(Collected data)
◇ ◇ ◇

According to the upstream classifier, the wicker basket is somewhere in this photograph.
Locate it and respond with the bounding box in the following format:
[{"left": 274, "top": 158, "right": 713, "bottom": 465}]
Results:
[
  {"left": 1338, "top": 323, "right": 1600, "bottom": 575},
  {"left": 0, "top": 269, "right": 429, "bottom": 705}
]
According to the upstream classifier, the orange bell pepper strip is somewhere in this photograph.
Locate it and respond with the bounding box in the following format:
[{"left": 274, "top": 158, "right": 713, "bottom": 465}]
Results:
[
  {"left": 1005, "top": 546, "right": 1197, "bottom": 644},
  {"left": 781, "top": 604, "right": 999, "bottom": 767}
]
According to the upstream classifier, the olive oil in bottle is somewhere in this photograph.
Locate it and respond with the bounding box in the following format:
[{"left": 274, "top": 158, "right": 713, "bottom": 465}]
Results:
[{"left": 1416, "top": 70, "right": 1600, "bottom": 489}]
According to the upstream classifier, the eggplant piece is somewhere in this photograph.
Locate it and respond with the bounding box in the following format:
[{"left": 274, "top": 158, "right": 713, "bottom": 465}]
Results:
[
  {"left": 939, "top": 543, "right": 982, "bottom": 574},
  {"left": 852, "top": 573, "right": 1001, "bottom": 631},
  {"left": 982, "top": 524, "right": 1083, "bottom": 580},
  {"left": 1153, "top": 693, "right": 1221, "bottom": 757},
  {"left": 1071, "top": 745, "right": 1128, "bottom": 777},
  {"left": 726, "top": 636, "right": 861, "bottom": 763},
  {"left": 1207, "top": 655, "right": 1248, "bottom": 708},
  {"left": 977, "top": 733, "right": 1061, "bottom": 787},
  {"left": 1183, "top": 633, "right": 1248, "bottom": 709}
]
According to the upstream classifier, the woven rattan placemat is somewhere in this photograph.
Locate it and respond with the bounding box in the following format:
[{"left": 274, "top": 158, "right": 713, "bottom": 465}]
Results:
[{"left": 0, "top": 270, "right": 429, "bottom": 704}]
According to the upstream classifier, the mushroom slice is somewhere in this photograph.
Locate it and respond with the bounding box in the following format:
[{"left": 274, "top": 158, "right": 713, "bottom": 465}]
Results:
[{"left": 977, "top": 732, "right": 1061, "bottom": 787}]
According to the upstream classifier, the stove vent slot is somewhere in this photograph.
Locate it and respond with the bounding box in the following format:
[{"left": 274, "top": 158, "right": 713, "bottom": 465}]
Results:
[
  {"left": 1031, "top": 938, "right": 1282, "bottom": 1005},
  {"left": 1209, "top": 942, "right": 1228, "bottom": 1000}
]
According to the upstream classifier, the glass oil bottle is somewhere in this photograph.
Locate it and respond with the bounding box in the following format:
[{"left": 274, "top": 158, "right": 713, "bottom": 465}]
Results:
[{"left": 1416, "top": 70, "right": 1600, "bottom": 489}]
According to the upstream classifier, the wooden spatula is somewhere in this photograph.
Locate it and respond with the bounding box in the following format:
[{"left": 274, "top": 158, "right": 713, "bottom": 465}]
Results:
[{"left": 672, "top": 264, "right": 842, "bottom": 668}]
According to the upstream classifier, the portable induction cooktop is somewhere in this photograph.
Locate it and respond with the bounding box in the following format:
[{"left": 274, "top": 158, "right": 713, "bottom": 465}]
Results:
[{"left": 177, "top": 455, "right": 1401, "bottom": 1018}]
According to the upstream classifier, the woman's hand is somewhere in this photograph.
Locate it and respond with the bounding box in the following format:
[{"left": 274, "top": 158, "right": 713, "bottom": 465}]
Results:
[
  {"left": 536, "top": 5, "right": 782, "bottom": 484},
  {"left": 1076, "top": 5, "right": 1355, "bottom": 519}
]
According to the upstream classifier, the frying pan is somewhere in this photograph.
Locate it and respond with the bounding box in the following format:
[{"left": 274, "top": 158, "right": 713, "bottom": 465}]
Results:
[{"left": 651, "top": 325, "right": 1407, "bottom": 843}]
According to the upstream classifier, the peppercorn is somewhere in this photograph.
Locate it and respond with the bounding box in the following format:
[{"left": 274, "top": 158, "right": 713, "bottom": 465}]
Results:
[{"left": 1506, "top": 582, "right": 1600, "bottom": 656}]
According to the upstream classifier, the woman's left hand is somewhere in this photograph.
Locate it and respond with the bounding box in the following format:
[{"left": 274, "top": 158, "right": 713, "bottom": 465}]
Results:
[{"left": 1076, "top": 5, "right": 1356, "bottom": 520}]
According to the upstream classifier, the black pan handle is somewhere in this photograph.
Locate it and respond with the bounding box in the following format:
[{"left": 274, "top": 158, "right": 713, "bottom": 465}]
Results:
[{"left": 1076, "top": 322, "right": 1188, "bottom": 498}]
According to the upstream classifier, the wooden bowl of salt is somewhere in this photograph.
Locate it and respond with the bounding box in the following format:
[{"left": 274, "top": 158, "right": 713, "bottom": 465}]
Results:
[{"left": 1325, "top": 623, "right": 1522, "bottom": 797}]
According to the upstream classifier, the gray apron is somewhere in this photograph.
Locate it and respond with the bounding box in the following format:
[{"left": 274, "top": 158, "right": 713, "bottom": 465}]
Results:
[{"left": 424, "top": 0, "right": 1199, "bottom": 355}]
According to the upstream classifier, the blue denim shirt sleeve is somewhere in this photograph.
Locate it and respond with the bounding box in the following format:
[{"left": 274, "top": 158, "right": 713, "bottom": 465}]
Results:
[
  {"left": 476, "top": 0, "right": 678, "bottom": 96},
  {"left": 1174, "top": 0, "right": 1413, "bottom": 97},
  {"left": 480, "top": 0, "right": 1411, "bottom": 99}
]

◇ ◇ ◇

#### Exercise directions
The records need to be set down again without a single difference.

#### Result of the task
According to the upstream classifier, the wicker basket is somewhere in this photograph.
Locate it and respond with the bounding box in the following format:
[{"left": 274, "top": 158, "right": 713, "bottom": 465}]
Results:
[
  {"left": 1338, "top": 323, "right": 1600, "bottom": 575},
  {"left": 0, "top": 269, "right": 429, "bottom": 705}
]
According to the upstream classifier, the orange bell pepper strip is somewhere in this photograph.
Locate it and respond with the bounding box in the following format:
[{"left": 274, "top": 158, "right": 713, "bottom": 465}]
Results:
[
  {"left": 1005, "top": 546, "right": 1197, "bottom": 644},
  {"left": 781, "top": 604, "right": 999, "bottom": 767}
]
According to the upstream classifier, the olive oil in bottle is somewhere in this photograph.
Locate it and respond with the bounding box in the following format:
[{"left": 274, "top": 158, "right": 713, "bottom": 465}]
Results:
[{"left": 1416, "top": 70, "right": 1600, "bottom": 489}]
According to the upstream classifier, the eggplant piece is somewhere in this photograph.
Locate it and respond with the bounding box in the following format:
[{"left": 274, "top": 158, "right": 713, "bottom": 465}]
Results:
[
  {"left": 939, "top": 543, "right": 982, "bottom": 574},
  {"left": 852, "top": 573, "right": 1001, "bottom": 631},
  {"left": 982, "top": 524, "right": 1083, "bottom": 580},
  {"left": 1153, "top": 693, "right": 1221, "bottom": 757},
  {"left": 1071, "top": 745, "right": 1128, "bottom": 777},
  {"left": 726, "top": 636, "right": 861, "bottom": 763},
  {"left": 1207, "top": 655, "right": 1248, "bottom": 708},
  {"left": 977, "top": 733, "right": 1061, "bottom": 787},
  {"left": 1183, "top": 633, "right": 1248, "bottom": 709}
]
According to the upstream classifier, the woven rattan placemat is somewhere in this photograph.
Locate it and respond with the bounding box in the following format:
[{"left": 274, "top": 158, "right": 713, "bottom": 465}]
Results:
[{"left": 0, "top": 270, "right": 429, "bottom": 704}]
According to the upstream classifier, the mushroom slice is somewhere in this photograph.
Locate it and respond with the bounding box in the following format:
[{"left": 274, "top": 158, "right": 713, "bottom": 465}]
Results:
[{"left": 977, "top": 732, "right": 1061, "bottom": 787}]
According to the upstream classifier, the stove vent slot is somewhere in this photograph.
Locate it and respond with the bounding box in the following format:
[{"left": 274, "top": 158, "right": 713, "bottom": 465}]
Results:
[
  {"left": 1031, "top": 938, "right": 1282, "bottom": 1005},
  {"left": 1209, "top": 942, "right": 1228, "bottom": 1000}
]
According to the upstream classifier, the glass oil bottle is somewhere in this photograph.
Locate it and respond with the bounding box in the following format:
[{"left": 274, "top": 158, "right": 713, "bottom": 465}]
Results:
[{"left": 1416, "top": 70, "right": 1600, "bottom": 489}]
According to the upstream classifier, the wooden spatula is somewhere in this photograph.
Locate it and respond with the bounding box in the following format:
[{"left": 274, "top": 158, "right": 713, "bottom": 465}]
Results:
[{"left": 672, "top": 264, "right": 842, "bottom": 668}]
According to the upstream classifier, the portable induction cooktop is somewhere in this photograph.
Locate it and respond with the bounding box in the following format:
[{"left": 274, "top": 158, "right": 713, "bottom": 465}]
Results:
[{"left": 177, "top": 455, "right": 1401, "bottom": 1018}]
According to the upstream classifier, the woman's hand is somewhere in this photograph.
Locate it and respond with the bounding box in the following format:
[{"left": 274, "top": 158, "right": 713, "bottom": 465}]
Results:
[
  {"left": 536, "top": 5, "right": 782, "bottom": 484},
  {"left": 1076, "top": 5, "right": 1355, "bottom": 519}
]
According to the upstream classifier, the frying pan is somewhere in this photograph.
Locate it and respond with the bounding box in the following format:
[{"left": 274, "top": 158, "right": 713, "bottom": 465}]
Results:
[{"left": 651, "top": 325, "right": 1407, "bottom": 843}]
According to the upstream classifier, the peppercorn is somewhere in this photograph.
Locate it and respond with the bounding box in the following format:
[{"left": 274, "top": 158, "right": 713, "bottom": 465}]
Results:
[{"left": 1506, "top": 582, "right": 1600, "bottom": 656}]
According to the upstream classifier, the woman's left hand is somewhere in this photograph.
Locate it and respond with the bounding box in the following format:
[{"left": 274, "top": 158, "right": 713, "bottom": 465}]
Results:
[{"left": 1076, "top": 5, "right": 1356, "bottom": 520}]
According to the upstream classifier, the black pan handle is somewhere in this photograph.
Locate it and respond with the bounding box in the following format:
[{"left": 274, "top": 158, "right": 713, "bottom": 465}]
Results:
[{"left": 1076, "top": 322, "right": 1188, "bottom": 498}]
According to the upstream classifier, the wooden bowl of salt is somewhere in this photograph.
Locate it and respond with the bounding box in the following format:
[{"left": 274, "top": 158, "right": 713, "bottom": 465}]
Results:
[{"left": 1325, "top": 623, "right": 1522, "bottom": 797}]
According to the upstream classifier, the gray apron is somewhere in this photograph.
Locate it and respond with the bounding box in the following format:
[{"left": 274, "top": 158, "right": 713, "bottom": 465}]
Results:
[{"left": 424, "top": 0, "right": 1199, "bottom": 355}]
According to the upstream classifier, the blue denim shirt sleeve is somewhere in this photograph.
Locate it and respond with the bounding box in the following format:
[{"left": 274, "top": 158, "right": 713, "bottom": 465}]
Results:
[
  {"left": 476, "top": 0, "right": 678, "bottom": 96},
  {"left": 1174, "top": 0, "right": 1413, "bottom": 97},
  {"left": 480, "top": 0, "right": 1411, "bottom": 99}
]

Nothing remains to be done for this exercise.